ABOUT THIS TASK: Quote all of the entries word for word.

DATA RECORDS:
^^^^

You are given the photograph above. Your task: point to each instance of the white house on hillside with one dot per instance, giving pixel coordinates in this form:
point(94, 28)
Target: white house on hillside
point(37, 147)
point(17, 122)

^^^^

RESPONSE AREA:
You are given the photograph above. Your task: point to each instance of the white house on hillside with one dot per instance, giving pixel coordinates in this form:
point(94, 28)
Target: white house on hillside
point(37, 147)
point(17, 122)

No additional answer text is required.